Recorded data:
————————

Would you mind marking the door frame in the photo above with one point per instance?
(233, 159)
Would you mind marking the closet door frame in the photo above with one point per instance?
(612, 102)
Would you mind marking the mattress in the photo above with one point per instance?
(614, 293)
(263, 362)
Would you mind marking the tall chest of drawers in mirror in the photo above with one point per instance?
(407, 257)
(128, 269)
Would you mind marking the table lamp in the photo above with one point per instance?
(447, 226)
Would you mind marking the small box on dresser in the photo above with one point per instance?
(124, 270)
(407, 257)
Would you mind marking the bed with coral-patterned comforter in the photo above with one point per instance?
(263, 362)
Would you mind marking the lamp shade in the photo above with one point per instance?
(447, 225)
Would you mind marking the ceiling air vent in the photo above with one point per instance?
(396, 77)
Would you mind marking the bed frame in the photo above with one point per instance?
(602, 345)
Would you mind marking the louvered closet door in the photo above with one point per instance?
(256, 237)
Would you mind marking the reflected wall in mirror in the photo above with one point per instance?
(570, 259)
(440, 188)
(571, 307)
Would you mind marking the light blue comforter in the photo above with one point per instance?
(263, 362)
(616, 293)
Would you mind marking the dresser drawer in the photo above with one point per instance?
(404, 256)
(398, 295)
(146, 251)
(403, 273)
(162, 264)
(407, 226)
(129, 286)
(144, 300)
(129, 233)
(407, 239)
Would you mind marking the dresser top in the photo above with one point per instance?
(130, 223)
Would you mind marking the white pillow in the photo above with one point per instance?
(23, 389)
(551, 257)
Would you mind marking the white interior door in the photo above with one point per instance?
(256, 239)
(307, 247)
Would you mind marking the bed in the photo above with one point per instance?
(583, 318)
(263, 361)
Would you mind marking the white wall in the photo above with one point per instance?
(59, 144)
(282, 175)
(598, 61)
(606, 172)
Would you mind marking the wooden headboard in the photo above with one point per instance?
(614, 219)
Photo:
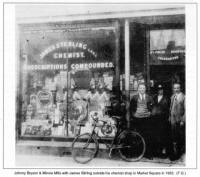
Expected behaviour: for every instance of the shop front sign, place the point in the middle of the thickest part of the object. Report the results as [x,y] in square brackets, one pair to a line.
[44,98]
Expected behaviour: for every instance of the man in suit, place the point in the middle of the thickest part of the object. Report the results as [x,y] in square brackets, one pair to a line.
[177,122]
[140,110]
[160,114]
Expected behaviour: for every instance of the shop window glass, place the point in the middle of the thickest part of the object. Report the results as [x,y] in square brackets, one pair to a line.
[68,76]
[167,47]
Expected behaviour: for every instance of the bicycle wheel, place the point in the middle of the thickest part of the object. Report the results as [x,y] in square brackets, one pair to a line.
[84,148]
[131,146]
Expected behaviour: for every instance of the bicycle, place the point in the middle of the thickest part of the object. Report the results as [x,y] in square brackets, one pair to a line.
[130,144]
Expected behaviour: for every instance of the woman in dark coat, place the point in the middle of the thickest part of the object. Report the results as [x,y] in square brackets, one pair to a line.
[160,113]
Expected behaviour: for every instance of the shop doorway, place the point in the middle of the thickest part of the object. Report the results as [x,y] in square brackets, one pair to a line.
[166,75]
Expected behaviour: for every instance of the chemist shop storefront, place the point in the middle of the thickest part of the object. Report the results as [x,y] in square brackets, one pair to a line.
[70,71]
[67,73]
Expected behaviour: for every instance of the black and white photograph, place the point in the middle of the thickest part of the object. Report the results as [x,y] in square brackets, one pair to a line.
[101,86]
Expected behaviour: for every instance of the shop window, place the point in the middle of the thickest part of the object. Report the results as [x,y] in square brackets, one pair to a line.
[167,47]
[68,75]
[167,59]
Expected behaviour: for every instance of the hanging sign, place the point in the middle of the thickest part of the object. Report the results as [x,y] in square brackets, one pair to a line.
[44,98]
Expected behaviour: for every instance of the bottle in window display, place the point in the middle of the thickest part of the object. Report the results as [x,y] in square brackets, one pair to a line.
[29,112]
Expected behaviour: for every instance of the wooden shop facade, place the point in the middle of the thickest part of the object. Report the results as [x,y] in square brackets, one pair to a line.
[68,70]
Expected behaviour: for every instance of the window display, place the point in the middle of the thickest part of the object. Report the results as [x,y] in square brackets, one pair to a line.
[68,76]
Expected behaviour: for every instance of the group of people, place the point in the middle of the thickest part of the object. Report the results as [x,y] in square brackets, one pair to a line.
[160,120]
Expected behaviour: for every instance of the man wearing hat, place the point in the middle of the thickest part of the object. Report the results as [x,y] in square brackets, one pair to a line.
[160,114]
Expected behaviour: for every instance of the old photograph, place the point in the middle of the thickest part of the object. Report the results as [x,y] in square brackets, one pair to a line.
[100,85]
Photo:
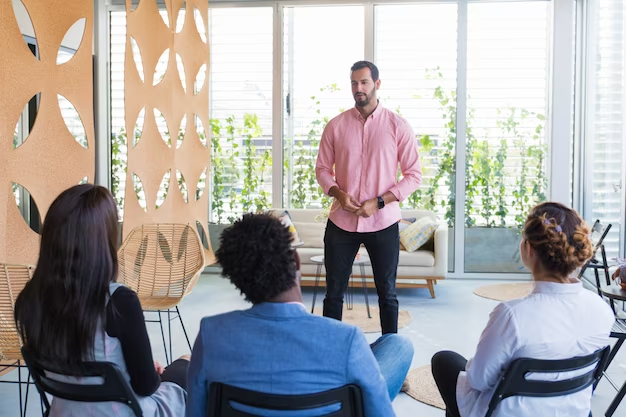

————————

Write each line exactly as it appears, from the line that holds "Expected behaviour: for every instance of the old" through the closing line of the data above, and leave every picture out.

Expected behaviour: for every instance of the old photograph, place the point in the middle of the thickest part of the object. Report the results as [x,y] in square brackets, one pair to a line.
[100,85]
Photo:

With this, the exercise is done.